══ Provided data
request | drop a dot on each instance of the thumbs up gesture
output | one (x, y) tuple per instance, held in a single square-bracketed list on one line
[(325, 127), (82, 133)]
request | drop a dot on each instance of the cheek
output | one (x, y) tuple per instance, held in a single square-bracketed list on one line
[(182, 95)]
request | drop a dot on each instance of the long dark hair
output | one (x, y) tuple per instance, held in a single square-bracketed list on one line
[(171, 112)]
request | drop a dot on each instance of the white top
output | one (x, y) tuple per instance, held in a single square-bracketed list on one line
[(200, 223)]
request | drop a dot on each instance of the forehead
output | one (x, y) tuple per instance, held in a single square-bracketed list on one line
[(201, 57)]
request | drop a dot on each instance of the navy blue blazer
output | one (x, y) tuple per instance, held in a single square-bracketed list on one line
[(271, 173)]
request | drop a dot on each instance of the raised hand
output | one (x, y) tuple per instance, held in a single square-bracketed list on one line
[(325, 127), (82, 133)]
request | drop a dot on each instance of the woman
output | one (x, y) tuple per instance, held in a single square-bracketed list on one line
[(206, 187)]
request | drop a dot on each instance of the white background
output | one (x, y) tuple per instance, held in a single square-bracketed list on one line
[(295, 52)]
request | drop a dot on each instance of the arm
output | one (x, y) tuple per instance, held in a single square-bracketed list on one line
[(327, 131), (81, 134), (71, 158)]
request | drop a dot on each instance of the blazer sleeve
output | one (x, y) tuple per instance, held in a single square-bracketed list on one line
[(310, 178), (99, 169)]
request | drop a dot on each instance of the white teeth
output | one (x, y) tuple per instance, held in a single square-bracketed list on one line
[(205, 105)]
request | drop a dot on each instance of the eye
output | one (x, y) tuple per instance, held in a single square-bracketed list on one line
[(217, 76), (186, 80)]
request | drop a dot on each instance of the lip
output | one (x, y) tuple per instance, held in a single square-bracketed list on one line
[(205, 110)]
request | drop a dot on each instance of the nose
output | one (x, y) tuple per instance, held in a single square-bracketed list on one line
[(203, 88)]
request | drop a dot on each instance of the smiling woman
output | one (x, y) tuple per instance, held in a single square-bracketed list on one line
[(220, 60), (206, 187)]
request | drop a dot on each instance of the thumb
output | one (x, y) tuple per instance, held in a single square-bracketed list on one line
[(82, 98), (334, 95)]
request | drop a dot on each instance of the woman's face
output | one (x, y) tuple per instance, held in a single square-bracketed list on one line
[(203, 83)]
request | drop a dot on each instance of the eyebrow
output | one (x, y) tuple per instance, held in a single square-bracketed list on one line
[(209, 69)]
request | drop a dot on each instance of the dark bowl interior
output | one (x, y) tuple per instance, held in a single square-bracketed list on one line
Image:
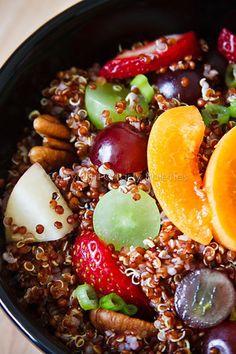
════
Task requirements
Please update the items, starting at the line that has "request | drop a dot on each instance of the smiling" and stopping after the line that has "[(203, 83)]": give those lines again with "thumb" replaced by "index finger" and everything else left as it is.

Task result
request | drop a dot on each instance of the smiling woman
output | one (x, y) tuple per instance, held in a single square-bracketed list on one line
[(220, 60), (206, 187)]
request | drop a dot on each instance of the index finger
output | one (x, y) tuple per instance, held in a single square-bracketed list on one line
[(82, 98), (334, 95)]
request | drop a dot on each instance of the woman's face
output | one (x, y) tuple per instance, held in a single square-bracketed list on one line
[(203, 83)]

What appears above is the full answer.